#### [WHAT YOU WILL DO]
Reproduce every line of the material, exactly as given.

#### [EXTRACTED INFORMATION]
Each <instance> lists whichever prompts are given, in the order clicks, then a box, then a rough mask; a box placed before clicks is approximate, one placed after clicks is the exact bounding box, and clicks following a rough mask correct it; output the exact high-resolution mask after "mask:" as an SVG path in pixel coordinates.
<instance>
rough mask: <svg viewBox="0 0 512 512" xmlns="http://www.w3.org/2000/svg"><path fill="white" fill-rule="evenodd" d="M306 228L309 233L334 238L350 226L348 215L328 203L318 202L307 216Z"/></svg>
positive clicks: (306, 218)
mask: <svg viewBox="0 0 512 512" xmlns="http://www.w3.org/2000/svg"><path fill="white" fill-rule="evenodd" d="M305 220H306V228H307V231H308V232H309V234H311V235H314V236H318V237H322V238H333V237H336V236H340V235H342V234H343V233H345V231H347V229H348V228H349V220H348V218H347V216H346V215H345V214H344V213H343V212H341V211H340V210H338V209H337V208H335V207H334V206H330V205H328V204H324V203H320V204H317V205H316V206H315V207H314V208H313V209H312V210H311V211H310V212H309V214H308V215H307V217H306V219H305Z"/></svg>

#### [SOLUTION FOR THIS EXERCISE]
Each <instance> lists whichever prompts are given, in the order clicks, then a box, then a rough mask; a box placed before clicks is approximate, one placed after clicks is the exact bounding box, and clicks following a rough mask correct it; output the exact high-resolution mask after "mask:" as an SVG path in pixel coordinates.
<instance>
rough mask: <svg viewBox="0 0 512 512" xmlns="http://www.w3.org/2000/svg"><path fill="white" fill-rule="evenodd" d="M306 228L309 233L334 238L350 226L348 215L328 203L318 202L307 216Z"/></svg>
positive clicks: (306, 218)
mask: <svg viewBox="0 0 512 512" xmlns="http://www.w3.org/2000/svg"><path fill="white" fill-rule="evenodd" d="M305 220H306V228H307V231H308V232H309V234H311V235H314V236H318V237H322V238H333V237H336V236H340V235H342V234H343V233H345V231H347V229H348V228H349V220H348V218H347V216H346V215H345V214H344V213H343V212H341V211H340V210H338V209H337V208H335V207H334V206H330V205H328V204H324V203H320V204H317V205H316V206H315V207H314V208H313V209H312V210H311V211H310V212H309V214H308V215H307V217H306V219H305Z"/></svg>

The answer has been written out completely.